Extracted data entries
---+---
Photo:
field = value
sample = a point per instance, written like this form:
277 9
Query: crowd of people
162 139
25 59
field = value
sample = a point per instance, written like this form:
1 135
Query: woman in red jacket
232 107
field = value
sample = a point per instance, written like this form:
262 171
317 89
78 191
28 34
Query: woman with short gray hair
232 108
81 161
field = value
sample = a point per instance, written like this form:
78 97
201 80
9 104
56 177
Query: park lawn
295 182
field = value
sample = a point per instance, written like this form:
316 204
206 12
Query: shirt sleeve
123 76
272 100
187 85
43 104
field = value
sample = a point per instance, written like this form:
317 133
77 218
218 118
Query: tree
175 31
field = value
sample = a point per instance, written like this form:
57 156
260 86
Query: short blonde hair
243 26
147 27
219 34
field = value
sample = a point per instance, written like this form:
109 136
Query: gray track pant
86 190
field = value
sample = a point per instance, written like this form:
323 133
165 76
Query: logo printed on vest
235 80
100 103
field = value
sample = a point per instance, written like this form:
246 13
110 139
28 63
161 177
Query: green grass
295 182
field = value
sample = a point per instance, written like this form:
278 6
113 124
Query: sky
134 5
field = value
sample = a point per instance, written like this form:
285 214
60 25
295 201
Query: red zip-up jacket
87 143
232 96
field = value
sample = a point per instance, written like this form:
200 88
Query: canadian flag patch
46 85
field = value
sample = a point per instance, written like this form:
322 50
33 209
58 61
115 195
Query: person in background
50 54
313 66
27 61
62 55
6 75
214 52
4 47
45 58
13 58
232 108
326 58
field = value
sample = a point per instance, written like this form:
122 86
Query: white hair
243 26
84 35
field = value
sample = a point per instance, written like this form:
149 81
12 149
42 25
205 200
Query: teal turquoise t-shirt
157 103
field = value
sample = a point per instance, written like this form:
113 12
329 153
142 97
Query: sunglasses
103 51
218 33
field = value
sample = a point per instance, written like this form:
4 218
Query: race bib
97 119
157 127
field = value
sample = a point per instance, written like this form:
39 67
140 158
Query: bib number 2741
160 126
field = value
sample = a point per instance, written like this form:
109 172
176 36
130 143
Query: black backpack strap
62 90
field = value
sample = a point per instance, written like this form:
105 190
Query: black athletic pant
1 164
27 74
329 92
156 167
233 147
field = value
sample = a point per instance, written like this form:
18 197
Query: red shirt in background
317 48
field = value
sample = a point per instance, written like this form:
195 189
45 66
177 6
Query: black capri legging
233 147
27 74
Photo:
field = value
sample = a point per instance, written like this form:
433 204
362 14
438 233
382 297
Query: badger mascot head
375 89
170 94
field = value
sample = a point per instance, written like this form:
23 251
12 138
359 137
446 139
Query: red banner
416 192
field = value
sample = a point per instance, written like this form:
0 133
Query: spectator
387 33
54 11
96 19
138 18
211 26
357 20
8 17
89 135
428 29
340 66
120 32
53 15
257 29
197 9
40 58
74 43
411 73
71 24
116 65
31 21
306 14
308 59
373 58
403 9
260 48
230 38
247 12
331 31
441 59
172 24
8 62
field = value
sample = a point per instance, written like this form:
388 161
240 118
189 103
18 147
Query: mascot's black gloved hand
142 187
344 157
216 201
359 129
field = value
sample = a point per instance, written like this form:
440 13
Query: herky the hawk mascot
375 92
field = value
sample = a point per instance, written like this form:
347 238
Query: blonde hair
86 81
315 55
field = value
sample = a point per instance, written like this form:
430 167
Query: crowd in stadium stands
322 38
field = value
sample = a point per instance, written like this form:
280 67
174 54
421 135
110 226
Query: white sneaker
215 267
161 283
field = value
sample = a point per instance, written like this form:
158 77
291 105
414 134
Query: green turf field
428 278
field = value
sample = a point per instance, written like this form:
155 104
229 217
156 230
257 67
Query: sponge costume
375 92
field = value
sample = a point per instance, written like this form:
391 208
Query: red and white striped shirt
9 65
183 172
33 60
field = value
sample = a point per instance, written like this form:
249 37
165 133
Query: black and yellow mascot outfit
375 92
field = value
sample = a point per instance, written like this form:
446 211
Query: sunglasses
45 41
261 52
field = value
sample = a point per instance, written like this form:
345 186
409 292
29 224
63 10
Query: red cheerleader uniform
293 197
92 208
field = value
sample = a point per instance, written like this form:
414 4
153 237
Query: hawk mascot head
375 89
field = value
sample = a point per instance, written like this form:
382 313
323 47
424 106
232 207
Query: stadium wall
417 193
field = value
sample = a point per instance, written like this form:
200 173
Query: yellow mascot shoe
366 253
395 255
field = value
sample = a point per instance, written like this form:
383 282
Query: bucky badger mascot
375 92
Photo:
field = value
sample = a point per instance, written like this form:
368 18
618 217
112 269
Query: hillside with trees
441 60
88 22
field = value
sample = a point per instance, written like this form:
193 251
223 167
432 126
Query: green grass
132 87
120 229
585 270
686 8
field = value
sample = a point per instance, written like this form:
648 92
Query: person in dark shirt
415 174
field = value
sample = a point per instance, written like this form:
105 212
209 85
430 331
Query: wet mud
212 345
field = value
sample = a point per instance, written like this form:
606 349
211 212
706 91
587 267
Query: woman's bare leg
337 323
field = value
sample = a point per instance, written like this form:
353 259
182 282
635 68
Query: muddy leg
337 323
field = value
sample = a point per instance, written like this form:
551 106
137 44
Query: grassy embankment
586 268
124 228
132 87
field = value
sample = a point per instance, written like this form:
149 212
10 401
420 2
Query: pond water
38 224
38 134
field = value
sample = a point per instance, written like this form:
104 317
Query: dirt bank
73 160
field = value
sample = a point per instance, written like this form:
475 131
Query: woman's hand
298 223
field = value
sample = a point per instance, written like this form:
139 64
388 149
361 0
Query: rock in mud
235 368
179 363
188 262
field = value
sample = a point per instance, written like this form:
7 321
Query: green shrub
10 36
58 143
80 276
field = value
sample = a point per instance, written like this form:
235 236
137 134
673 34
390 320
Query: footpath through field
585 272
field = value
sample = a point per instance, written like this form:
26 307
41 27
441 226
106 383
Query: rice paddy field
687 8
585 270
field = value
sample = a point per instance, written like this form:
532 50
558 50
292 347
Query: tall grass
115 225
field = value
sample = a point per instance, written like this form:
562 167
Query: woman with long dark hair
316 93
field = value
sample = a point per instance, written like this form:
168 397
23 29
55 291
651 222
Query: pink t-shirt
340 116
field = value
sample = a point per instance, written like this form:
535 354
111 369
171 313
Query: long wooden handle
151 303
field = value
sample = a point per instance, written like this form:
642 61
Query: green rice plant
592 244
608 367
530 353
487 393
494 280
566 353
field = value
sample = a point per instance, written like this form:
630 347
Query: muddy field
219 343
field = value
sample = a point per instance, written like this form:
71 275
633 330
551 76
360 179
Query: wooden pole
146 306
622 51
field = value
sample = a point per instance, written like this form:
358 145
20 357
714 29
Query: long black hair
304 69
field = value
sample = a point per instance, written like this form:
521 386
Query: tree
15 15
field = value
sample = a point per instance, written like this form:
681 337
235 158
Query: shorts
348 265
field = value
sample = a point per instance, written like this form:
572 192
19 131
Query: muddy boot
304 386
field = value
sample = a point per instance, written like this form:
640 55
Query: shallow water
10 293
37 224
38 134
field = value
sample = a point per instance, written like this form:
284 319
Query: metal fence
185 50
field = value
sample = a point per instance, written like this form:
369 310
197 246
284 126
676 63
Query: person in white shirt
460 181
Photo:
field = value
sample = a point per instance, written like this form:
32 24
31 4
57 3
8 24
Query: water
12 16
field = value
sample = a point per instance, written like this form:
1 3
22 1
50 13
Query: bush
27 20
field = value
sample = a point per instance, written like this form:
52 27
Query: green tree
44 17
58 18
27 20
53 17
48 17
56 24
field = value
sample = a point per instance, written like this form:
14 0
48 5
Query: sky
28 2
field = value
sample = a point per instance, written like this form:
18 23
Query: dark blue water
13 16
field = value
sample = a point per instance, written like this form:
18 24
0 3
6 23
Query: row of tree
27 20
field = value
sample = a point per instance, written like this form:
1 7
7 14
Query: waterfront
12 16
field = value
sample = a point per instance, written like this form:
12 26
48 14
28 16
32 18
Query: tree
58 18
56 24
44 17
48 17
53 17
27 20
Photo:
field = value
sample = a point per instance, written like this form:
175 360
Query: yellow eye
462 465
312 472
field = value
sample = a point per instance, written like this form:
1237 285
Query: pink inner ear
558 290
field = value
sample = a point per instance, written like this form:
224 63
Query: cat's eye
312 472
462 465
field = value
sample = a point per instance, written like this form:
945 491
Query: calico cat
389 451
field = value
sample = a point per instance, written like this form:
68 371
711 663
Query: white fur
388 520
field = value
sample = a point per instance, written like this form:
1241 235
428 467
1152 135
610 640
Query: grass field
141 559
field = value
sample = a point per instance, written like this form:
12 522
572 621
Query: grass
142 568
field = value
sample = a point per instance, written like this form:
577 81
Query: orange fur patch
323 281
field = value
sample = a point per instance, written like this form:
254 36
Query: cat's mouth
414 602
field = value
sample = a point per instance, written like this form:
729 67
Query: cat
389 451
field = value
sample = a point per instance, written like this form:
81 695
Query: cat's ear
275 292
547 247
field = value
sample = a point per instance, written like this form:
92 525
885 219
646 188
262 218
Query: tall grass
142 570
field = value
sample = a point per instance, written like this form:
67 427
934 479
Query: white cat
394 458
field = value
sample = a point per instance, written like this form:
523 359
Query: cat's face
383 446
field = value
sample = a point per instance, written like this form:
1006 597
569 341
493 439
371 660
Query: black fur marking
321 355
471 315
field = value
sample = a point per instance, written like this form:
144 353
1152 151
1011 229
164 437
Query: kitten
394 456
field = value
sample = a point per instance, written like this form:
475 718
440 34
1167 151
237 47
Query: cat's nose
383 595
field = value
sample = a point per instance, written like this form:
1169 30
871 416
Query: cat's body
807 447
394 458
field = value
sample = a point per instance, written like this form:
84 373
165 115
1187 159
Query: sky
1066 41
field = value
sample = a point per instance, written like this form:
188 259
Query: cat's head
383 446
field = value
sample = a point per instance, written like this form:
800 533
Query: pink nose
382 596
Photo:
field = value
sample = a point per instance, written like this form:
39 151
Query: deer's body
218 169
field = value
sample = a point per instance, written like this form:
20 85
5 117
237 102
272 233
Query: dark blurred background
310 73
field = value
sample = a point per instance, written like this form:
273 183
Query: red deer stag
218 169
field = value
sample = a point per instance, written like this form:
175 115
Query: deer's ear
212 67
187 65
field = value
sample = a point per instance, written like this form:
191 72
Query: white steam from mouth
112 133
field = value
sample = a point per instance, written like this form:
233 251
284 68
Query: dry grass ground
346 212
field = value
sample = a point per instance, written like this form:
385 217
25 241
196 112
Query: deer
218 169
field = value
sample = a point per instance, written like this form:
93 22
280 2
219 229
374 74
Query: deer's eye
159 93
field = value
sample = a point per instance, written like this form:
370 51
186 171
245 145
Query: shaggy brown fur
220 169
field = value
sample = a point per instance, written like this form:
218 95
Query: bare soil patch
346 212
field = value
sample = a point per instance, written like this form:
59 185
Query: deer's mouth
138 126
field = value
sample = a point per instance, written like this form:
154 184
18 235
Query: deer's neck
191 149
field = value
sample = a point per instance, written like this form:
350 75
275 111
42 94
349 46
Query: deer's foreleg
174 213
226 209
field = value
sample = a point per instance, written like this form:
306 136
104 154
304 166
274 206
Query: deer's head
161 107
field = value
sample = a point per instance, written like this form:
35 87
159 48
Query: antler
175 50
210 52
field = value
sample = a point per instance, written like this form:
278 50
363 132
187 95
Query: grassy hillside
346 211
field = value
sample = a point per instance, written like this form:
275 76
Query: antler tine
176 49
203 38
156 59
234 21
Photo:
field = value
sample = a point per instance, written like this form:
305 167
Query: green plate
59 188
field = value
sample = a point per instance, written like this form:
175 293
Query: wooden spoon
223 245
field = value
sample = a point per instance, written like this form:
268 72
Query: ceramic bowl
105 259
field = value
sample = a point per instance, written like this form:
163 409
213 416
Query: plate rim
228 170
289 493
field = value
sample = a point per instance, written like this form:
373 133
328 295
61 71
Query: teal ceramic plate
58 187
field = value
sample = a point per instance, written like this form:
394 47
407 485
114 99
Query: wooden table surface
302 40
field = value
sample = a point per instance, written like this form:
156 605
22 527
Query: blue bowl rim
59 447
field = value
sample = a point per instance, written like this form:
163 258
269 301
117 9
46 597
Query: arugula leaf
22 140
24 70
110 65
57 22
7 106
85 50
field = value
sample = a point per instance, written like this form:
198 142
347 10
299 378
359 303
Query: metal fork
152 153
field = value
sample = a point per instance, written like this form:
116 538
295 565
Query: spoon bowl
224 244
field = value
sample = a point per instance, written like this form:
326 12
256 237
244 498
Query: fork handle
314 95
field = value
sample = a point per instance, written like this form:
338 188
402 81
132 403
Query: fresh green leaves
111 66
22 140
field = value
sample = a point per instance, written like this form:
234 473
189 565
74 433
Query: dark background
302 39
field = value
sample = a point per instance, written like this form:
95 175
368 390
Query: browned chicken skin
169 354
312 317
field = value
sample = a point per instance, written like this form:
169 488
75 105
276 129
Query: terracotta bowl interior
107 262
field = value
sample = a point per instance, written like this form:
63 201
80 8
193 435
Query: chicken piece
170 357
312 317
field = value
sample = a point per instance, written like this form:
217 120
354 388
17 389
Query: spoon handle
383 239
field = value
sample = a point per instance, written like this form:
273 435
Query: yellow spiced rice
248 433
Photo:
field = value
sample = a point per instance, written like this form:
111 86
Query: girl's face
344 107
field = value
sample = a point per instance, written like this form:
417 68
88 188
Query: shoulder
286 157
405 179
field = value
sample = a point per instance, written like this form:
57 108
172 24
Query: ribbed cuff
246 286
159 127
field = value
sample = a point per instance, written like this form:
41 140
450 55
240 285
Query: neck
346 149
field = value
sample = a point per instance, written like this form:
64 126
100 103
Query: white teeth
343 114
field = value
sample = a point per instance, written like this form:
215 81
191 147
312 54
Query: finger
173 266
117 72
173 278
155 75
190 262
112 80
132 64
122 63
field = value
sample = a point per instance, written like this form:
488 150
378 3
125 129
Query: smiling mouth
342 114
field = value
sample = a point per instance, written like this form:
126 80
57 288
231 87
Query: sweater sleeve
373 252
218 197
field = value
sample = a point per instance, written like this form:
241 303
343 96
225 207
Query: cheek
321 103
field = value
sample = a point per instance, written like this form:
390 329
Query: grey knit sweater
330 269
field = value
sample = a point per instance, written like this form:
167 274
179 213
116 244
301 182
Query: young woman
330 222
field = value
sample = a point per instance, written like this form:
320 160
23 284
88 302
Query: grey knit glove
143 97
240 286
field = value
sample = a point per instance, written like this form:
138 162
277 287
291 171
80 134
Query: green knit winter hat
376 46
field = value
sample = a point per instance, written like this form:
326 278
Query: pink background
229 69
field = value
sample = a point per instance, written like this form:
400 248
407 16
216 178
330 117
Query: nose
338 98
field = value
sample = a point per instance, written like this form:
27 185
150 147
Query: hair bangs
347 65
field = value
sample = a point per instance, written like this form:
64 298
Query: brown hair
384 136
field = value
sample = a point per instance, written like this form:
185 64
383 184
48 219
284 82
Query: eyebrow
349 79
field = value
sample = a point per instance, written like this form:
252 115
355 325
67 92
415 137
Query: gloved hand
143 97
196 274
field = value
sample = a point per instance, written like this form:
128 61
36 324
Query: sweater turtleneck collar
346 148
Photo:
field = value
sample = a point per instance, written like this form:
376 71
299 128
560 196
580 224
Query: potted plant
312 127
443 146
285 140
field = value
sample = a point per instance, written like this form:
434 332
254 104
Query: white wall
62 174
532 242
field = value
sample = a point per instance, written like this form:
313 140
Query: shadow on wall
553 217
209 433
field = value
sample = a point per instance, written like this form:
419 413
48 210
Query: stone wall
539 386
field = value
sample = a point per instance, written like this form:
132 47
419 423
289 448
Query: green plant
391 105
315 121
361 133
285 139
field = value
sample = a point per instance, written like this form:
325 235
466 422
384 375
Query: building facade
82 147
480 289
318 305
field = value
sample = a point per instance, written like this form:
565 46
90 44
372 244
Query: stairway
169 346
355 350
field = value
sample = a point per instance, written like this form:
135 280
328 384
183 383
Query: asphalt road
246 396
---+---
▸ Directions:
Extract each line from the items above that contains the word "dark".

▸ Reply to the exercise:
Query: person in dark shirt
Query: woman with long dark hair
Query: dark blue water
Query: dark blurred background
Query: dark background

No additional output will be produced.